• [What you need to do]:
Which of the lines below contain the word "across"? List each of them in full.

## begin Given data

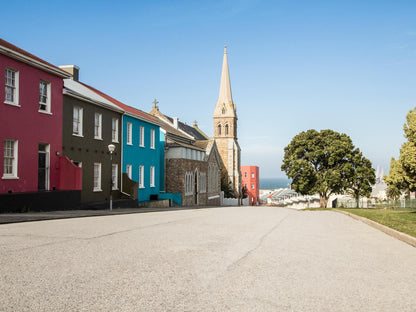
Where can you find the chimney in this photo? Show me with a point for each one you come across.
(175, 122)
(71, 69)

## end Given data
## begin Given data

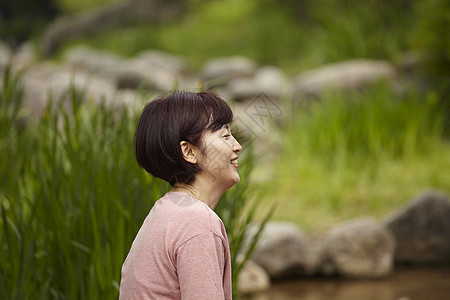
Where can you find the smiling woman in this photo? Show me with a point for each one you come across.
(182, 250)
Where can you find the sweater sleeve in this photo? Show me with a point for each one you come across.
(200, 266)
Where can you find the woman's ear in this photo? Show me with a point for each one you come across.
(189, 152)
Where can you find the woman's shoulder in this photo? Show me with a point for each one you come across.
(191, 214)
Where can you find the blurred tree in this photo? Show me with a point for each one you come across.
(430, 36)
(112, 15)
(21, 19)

## end Given data

• [Exercise answer]:
Where can you find the chimney in this photo? Show me with a point for each one you come across.
Where can you find the smiling woman in this photo? Show me with a point for each one you come across.
Where can you find the sweater sleeve in this photo? Show me with a point for each one you come across.
Where can you find the woman's ear in this photo? Show me with a point for each one you come across.
Where can you find the woman's shoulder in this photo? Show me with a point for each one you come across.
Where can you find the blurred tree in this photo? Show me with a point for each one you come across.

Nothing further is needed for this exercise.